--- begin Dataset entries ---
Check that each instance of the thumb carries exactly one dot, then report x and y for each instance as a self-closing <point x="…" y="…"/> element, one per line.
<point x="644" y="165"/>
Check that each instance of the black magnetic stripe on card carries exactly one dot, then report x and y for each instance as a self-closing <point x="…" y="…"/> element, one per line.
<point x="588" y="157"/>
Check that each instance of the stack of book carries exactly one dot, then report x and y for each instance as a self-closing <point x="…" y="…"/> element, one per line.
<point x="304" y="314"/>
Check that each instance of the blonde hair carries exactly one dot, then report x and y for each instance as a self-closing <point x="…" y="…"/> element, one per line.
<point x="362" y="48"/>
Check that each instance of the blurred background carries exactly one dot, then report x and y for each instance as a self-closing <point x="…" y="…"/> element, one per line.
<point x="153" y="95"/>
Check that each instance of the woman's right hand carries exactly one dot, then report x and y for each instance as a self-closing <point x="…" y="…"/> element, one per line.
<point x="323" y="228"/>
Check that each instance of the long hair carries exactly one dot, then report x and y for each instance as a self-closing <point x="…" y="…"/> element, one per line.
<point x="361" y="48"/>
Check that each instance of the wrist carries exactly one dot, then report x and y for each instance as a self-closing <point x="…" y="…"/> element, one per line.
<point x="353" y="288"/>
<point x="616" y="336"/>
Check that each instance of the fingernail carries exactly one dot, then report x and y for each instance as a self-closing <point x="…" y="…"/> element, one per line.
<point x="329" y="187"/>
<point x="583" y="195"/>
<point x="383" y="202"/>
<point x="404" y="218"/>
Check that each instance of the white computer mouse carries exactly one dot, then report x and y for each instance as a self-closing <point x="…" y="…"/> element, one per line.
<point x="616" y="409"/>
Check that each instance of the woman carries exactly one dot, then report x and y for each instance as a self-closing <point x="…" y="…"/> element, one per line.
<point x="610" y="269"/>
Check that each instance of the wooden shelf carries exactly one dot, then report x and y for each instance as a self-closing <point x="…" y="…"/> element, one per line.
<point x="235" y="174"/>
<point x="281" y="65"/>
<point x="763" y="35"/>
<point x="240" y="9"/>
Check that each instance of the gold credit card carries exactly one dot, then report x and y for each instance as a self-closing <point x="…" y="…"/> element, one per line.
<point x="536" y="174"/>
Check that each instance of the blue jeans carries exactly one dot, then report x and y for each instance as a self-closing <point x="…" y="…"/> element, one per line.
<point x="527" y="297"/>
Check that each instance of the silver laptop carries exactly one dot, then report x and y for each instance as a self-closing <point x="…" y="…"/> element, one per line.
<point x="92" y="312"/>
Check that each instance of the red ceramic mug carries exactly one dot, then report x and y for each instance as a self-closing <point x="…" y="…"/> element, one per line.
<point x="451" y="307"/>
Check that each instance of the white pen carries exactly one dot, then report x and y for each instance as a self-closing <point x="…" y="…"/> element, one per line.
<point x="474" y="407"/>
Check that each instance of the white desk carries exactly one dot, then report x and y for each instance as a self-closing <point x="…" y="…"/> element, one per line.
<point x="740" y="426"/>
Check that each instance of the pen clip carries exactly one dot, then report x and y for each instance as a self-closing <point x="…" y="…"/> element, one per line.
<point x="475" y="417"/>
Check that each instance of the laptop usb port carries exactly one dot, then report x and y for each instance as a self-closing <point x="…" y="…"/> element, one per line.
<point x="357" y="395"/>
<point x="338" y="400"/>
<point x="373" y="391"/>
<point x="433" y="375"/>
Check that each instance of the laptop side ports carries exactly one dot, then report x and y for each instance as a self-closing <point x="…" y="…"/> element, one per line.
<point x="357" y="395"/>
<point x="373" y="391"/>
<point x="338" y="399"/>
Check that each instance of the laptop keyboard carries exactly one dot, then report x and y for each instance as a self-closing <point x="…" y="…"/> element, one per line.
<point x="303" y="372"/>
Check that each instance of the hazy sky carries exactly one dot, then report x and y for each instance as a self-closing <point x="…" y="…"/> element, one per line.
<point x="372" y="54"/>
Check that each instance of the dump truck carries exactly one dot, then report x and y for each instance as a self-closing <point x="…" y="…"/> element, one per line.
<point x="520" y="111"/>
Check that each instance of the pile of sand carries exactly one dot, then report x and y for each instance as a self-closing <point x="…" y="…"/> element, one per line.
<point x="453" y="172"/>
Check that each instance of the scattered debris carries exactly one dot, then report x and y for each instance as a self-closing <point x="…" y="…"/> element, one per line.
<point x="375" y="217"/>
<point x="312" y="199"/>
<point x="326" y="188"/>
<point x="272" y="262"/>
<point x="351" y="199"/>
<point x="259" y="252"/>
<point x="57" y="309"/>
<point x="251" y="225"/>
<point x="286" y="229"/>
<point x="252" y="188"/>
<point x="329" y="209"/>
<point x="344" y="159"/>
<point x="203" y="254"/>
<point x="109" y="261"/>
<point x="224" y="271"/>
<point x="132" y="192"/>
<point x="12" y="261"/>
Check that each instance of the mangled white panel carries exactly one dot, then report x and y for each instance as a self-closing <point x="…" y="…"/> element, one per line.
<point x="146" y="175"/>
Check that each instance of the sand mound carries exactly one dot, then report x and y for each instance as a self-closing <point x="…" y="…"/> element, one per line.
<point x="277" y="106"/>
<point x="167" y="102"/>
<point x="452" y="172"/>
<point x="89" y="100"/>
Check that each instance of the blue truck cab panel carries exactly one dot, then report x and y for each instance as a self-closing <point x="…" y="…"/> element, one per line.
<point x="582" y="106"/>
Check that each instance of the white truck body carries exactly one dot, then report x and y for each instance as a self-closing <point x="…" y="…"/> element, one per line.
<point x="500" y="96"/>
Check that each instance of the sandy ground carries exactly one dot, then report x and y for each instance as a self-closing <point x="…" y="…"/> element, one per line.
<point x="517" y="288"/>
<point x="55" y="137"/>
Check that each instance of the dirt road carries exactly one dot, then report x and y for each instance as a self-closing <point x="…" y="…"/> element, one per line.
--- end Dataset entries ---
● Task objective:
Output the records exactly, including every line.

● Full answer:
Check that each instance of the thumb carries exactly one dot, then report x and y for each instance as a self-closing <point x="…" y="…"/> element, one per line.
<point x="644" y="165"/>
Check that each instance of the black magnetic stripe on card carries exactly one dot, then report x and y for each instance as a self-closing <point x="…" y="…"/> element, one per line.
<point x="588" y="157"/>
Check that each instance of the stack of book carries exactly one dot, then report x and y for each instance as a self-closing <point x="…" y="…"/> element, one per line.
<point x="304" y="314"/>
Check that each instance of the blonde hair carries exactly one dot, then report x and y for each instance as a self-closing <point x="…" y="…"/> element, one per line.
<point x="362" y="48"/>
Check that each instance of the blurred background carries exactly one dot, then report x and y for each instance as a self-closing <point x="…" y="…"/> element, one per line.
<point x="153" y="95"/>
Check that each instance of the woman's right hand carries exactly one dot, then report x and y for each instance as a self-closing <point x="…" y="…"/> element, one per line.
<point x="323" y="228"/>
Check that each instance of the long hair carries exactly one dot, then report x and y for each instance as a self-closing <point x="…" y="…"/> element, one per line.
<point x="361" y="48"/>
Check that each instance of the wrist carries exactly one dot, then report x and y for each instance as a self-closing <point x="…" y="…"/> element, one per line.
<point x="353" y="288"/>
<point x="616" y="336"/>
Check that each instance of the fingernail carries exactly one dot, then report x and y for each instance as a self-closing <point x="…" y="…"/> element, one per line.
<point x="329" y="187"/>
<point x="583" y="195"/>
<point x="383" y="202"/>
<point x="404" y="218"/>
Check that each instance of the white computer mouse carries exactly one dot, then report x and y for each instance as a self-closing <point x="…" y="…"/> element, one per line.
<point x="616" y="409"/>
Check that each instance of the woman carries exactly one dot, then report x and y for each instance as a self-closing <point x="…" y="…"/> element, one per line.
<point x="610" y="269"/>
Check that each instance of the wooden shelf carries exactly one dot, then report x and y for each instance as a self-closing <point x="…" y="…"/> element, one per line.
<point x="235" y="174"/>
<point x="281" y="65"/>
<point x="763" y="35"/>
<point x="240" y="9"/>
Check that each instance of the gold credit card carries exactly one dot, then report x and y for each instance as a self-closing <point x="…" y="…"/> element, one per line.
<point x="536" y="174"/>
Check that each instance of the blue jeans carries exactly one dot, then report x and y for each instance as a self-closing <point x="…" y="…"/> element, one per line.
<point x="527" y="297"/>
Check that each instance of the silver laptop carries exactly one dot, then report x and y for each instance as a self-closing <point x="…" y="…"/> element, one per line.
<point x="92" y="312"/>
Check that each instance of the red ceramic mug carries exactly one dot, then report x and y for each instance as a self-closing <point x="…" y="…"/> element, one per line.
<point x="451" y="307"/>
Check that each instance of the white pen carries exactly one dot, then report x and y for each instance as a self-closing <point x="…" y="…"/> element, one per line.
<point x="474" y="407"/>
Check that each instance of the white desk carries exactly one dot, then report x and y for each instance as a self-closing <point x="…" y="…"/> element, one per line.
<point x="740" y="426"/>
Check that each instance of the pen clip carries exactly one dot, then report x and y for each instance as a self-closing <point x="…" y="…"/> element, one per line.
<point x="475" y="417"/>
Check that each instance of the laptop usb port carries exactly one dot, then report x and y for each instance as a self-closing <point x="…" y="…"/> element, one per line.
<point x="357" y="395"/>
<point x="338" y="400"/>
<point x="373" y="391"/>
<point x="433" y="375"/>
Check that each instance of the laptop side ports carries exactly one dot, then report x and y for each instance as a self-closing <point x="…" y="…"/> element, one per line.
<point x="357" y="395"/>
<point x="373" y="391"/>
<point x="338" y="399"/>
Check that each instance of the laptop keyboard carries exactly one dot, then report x and y for each instance as a self-closing <point x="…" y="…"/> element, one per line.
<point x="303" y="372"/>
Check that each instance of the hazy sky carries exactly one dot, then report x and y for each instance as a self-closing <point x="…" y="…"/> element, one per line.
<point x="372" y="54"/>
Check that each instance of the dump truck carries exactly one dot, then report x and y for each instance as a self-closing <point x="…" y="…"/> element, one per line.
<point x="520" y="111"/>
Check that each instance of the pile of sand carries exactly one dot, then report x and y for each instance as a self-closing <point x="…" y="…"/> element, one per line.
<point x="453" y="172"/>
Check that each instance of the scattered debris carries exactly one dot, then report x and y for each instance as a self-closing <point x="…" y="…"/> element, one per line.
<point x="375" y="217"/>
<point x="312" y="199"/>
<point x="326" y="188"/>
<point x="272" y="262"/>
<point x="351" y="199"/>
<point x="259" y="252"/>
<point x="57" y="309"/>
<point x="251" y="225"/>
<point x="286" y="229"/>
<point x="252" y="188"/>
<point x="329" y="209"/>
<point x="344" y="159"/>
<point x="203" y="254"/>
<point x="109" y="261"/>
<point x="224" y="271"/>
<point x="132" y="192"/>
<point x="12" y="261"/>
Check that each instance of the mangled white panel carries exactly one dot, then report x and y for each instance as a self-closing <point x="…" y="…"/> element, one per line.
<point x="146" y="175"/>
Check that each instance of the sand mound carries exactly one dot, then report x and y for each instance as a self-closing <point x="…" y="…"/> element, one per line.
<point x="277" y="106"/>
<point x="167" y="102"/>
<point x="452" y="172"/>
<point x="89" y="100"/>
Check that each instance of the blue truck cab panel carries exactly one dot, then report x and y for each instance as a self-closing <point x="…" y="…"/> element, one per line.
<point x="582" y="106"/>
Check that each instance of the white truck body carries exactly one dot, then report x and y for each instance as a self-closing <point x="…" y="…"/> element, one per line.
<point x="500" y="96"/>
Check that each instance of the sandy ground carries exactly one dot, then report x and y for each instance as a self-closing <point x="…" y="…"/> element, one per line.
<point x="517" y="288"/>
<point x="55" y="137"/>
Check that each instance of the dirt road carries exactly one dot, then report x and y for each instance as a self-closing <point x="…" y="…"/> element, one per line.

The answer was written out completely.